▶ **Extracted material**
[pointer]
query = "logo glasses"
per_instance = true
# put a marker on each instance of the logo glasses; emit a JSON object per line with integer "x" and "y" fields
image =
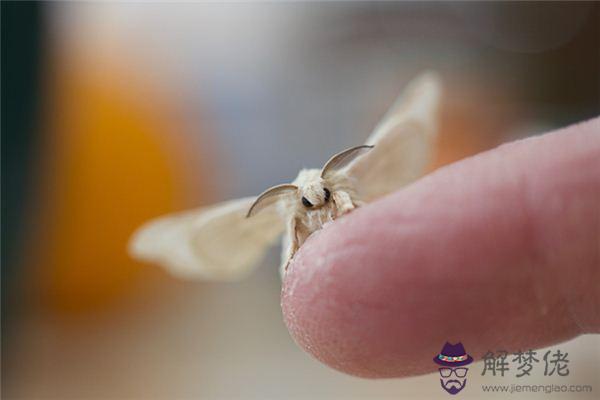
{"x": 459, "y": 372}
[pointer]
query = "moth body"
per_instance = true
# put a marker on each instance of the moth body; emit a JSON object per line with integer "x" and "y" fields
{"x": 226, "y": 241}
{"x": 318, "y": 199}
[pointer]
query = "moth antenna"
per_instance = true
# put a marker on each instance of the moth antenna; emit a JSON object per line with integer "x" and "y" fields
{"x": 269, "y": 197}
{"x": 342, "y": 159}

▶ **Problem description**
Each line of the entries above that contains "glasses" is to be copied.

▶ **Answer box**
query = "logo glasses"
# put a marker on each instance of the logo glasses; emit a JSON object per line with integer "x" and "y" fields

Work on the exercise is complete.